**Brano fornito:**
Secondo quanto riportato dai mass-media, addirittura la dieta vegana sarebbe pericolosa per il cuore in quanto produrrebbe un pericoloso indurimento delle arterie, e altre fantasiose sadiche conseguenze.
Peccato che già nell’abstract l’autore stigmatizzi come gli onnivori presentino un cluster di fattori di rischio cardiovascolare significativamente superiore rispetto ai vegetariani, quali maggiori valori di BMI, rapporto circonferenza vita/fianchi, pressione arteriosa, colesterolo totale, LDL e trigliceridi plasmatici, Lp(a), attività del fattore VII della coagulazione, rapporto colesterolo totale/colesterolo-HDL, rapporto colesterolo LDL/colesterolo HDL, rapporto Acidi grassi totali/colesterolo HDL, e livelli di ferritina.
Riporta invece come nei vegetariani (compresi anche vegetariani appartenenti a Paesi emergenti, la cui dieta è sensibilmente differente da quella dei vegetariani dei Paesi occidentali a cui noi apparteniamo), siano stati invece descritti valori ridotti di vitamina B12 e di acidi grassi omega-3, che possono favorire l’aggregazione piastrinica e l’incremento dell’omocisteina, nonché più bassi valori di colesterolo-HDL.
L’Autore ipotizza quindi che queste alterazioni “may”, cioè “possano” (=modo condizionale) essere associate con un aumento del rischio trombotico e aterogeno, e pertanto suggerisce l’opportunità di aumentare le assunzioni di vitamina B12 e di acidi grassi omega-3 nei vegetariani, soprattutto nei vegani.
Ribadendo che i carnivori presentano un insieme di fattori di rischio di trombosi ed aterosclerosi superiore a quello dei vegetariani, l’Autore suggerisce che il rispetto degli introiti di questi nutrienti “possa” (may) essere in grado di ridurre nei vegetariani ogni predisposizione alla trombosi, situazione che “potrebbe” (might) aumentare il loro basso rischio cardiovascolare.
Questi i contenuti di un articolo che si limita a discutere, in chiave puramente teorica, alcuni aspetti metabolici dell’organismo umano.

**Estratti del dataset:**
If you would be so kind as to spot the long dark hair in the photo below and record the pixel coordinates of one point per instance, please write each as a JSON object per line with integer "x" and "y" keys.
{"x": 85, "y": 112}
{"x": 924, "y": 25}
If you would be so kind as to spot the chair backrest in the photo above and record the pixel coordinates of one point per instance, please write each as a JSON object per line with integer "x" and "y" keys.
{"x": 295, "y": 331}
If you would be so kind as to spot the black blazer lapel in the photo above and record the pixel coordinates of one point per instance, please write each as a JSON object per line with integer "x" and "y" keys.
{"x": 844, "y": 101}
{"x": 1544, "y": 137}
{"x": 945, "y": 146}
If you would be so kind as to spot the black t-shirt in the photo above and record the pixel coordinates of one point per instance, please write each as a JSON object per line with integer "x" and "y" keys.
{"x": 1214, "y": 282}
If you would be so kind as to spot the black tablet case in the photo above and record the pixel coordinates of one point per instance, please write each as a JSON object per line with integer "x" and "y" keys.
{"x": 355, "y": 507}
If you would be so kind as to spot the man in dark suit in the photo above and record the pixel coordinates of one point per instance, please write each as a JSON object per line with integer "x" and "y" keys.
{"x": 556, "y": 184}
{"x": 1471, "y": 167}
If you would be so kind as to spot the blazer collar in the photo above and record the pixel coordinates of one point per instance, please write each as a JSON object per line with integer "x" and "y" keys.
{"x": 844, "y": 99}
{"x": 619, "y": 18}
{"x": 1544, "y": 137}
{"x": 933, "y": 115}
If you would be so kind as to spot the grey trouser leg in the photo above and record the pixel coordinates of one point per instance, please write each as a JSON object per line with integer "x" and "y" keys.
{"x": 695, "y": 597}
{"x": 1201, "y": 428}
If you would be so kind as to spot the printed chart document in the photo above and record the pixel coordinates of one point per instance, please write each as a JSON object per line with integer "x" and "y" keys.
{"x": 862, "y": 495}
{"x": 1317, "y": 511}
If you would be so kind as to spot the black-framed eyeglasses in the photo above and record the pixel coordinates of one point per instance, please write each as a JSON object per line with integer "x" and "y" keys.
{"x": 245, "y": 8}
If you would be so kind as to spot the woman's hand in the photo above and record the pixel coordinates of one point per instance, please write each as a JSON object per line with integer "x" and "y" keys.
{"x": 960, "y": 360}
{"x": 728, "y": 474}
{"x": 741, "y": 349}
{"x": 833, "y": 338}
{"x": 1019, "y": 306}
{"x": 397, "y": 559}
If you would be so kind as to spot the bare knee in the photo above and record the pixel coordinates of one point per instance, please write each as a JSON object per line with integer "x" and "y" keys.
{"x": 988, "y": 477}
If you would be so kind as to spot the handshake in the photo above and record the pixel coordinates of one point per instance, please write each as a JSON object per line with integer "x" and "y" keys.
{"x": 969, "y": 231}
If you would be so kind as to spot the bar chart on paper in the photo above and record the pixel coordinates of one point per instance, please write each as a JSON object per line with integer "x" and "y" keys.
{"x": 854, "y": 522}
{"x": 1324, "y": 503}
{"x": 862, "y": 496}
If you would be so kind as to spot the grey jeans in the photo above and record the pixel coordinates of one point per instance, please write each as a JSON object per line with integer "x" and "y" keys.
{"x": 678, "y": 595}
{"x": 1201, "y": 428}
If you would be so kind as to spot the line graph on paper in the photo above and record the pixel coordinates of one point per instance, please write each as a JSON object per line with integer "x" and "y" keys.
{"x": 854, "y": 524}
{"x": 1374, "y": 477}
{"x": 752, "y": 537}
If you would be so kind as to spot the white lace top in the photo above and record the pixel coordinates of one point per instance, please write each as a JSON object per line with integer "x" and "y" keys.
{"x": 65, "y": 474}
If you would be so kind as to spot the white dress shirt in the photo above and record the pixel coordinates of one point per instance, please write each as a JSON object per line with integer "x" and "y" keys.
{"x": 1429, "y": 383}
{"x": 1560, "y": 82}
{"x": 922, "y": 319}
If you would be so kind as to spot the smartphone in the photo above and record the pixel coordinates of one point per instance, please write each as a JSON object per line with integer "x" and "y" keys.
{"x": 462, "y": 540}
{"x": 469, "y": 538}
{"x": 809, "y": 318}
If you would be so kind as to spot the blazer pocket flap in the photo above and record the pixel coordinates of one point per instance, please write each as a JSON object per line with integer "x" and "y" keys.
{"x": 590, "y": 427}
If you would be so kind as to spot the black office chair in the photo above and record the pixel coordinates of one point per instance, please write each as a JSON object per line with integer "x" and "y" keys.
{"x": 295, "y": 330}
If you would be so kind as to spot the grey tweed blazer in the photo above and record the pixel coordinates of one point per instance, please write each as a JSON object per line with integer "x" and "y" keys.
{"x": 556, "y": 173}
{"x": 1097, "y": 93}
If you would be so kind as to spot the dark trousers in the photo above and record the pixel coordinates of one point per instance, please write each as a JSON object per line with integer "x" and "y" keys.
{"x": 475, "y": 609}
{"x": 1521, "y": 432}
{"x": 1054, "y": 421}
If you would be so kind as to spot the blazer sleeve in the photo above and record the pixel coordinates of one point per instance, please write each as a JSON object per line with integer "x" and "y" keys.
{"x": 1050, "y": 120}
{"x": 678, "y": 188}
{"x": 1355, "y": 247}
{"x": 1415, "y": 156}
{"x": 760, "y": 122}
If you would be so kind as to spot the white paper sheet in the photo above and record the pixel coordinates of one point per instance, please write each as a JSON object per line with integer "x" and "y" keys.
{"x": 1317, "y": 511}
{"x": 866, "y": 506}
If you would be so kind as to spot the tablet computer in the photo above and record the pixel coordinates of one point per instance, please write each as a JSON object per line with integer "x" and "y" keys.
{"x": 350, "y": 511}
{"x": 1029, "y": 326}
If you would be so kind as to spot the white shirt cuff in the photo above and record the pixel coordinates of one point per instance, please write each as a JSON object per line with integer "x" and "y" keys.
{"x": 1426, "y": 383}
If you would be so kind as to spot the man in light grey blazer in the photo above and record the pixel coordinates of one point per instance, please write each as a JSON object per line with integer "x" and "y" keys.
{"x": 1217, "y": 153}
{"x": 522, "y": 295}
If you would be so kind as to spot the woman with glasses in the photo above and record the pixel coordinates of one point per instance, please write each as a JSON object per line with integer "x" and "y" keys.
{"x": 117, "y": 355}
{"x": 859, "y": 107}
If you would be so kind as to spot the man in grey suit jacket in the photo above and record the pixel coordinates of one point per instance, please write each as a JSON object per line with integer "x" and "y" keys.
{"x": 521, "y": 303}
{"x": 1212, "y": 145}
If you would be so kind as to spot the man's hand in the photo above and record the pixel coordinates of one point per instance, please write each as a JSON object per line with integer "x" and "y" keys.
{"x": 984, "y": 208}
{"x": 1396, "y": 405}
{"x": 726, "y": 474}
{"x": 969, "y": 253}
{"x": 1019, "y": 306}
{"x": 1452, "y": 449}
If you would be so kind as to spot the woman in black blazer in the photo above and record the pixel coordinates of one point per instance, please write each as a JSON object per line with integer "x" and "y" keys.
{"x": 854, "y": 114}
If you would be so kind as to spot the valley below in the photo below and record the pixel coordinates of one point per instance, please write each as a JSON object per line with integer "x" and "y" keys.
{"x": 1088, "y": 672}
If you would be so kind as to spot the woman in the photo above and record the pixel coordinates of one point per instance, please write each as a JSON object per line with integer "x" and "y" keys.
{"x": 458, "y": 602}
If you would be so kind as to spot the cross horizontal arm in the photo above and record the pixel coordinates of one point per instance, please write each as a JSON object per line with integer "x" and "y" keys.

**Compito da svolgere:**
Riprendi il brano sulla dieta vegana e il rischio cardiovascolare e proseguilo da dove si interrompe.

**La risposta:**
A fronte di queste dissertazioni, l’evidenza che proviene dagli studi scientifici condotti sulla popolazione è invece quella di una sensibile riduzione del rischio di morte per malattie cardiovascolari nei vegetariani. I vegetariani sarebbero protetti nei confronti di queste malattie in virtù degli effetti favorevoli della dieta sullo sviluppo di altre malattie che sono anche fattori di rischio cardiovascolare (e mi riferisco a diabete, ipertensione, sovrappeso-obesità, ipercolesterolemia), e in virtù delle caratteristiche della dieta vegetariana stessa, in grado di apportare maggiori quantità di frutta, verdura, frutta secca, soia, fibre, antiossidanti, steroli, e minori quantità di grassi totali, saturi, sale.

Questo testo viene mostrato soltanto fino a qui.